* [THE PROBLEM] Return each line below that contains the string "instance". Matching is case-sensitive.

* [INFORMATION SUPPLIED]
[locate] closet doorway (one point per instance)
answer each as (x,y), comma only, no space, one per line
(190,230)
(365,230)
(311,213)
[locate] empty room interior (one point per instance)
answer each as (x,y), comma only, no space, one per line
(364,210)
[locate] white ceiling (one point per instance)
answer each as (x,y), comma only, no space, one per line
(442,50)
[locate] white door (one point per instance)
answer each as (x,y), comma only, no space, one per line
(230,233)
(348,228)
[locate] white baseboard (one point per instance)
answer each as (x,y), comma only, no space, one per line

* * *

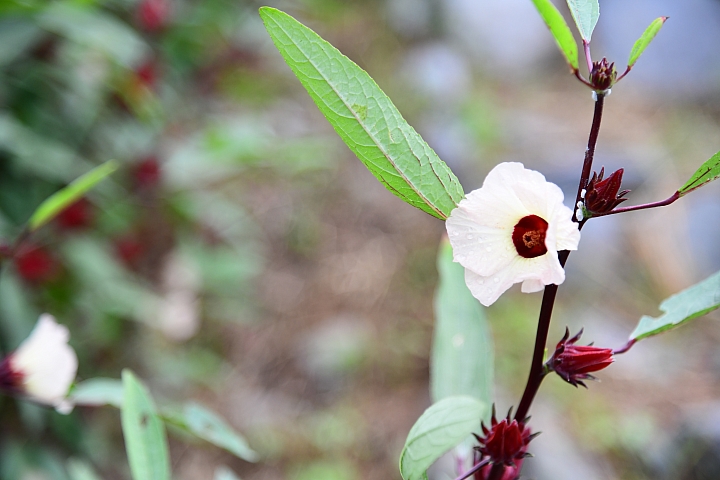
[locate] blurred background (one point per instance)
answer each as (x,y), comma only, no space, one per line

* [OUTPUT]
[locate] closet doorway (one point per instance)
[locate] empty room interior (one point per instance)
[locate] white ceiling (one point per instance)
[locate] white door (one point per instance)
[locate] white baseboard (one point per instance)
[locate] blurred background (one point per instance)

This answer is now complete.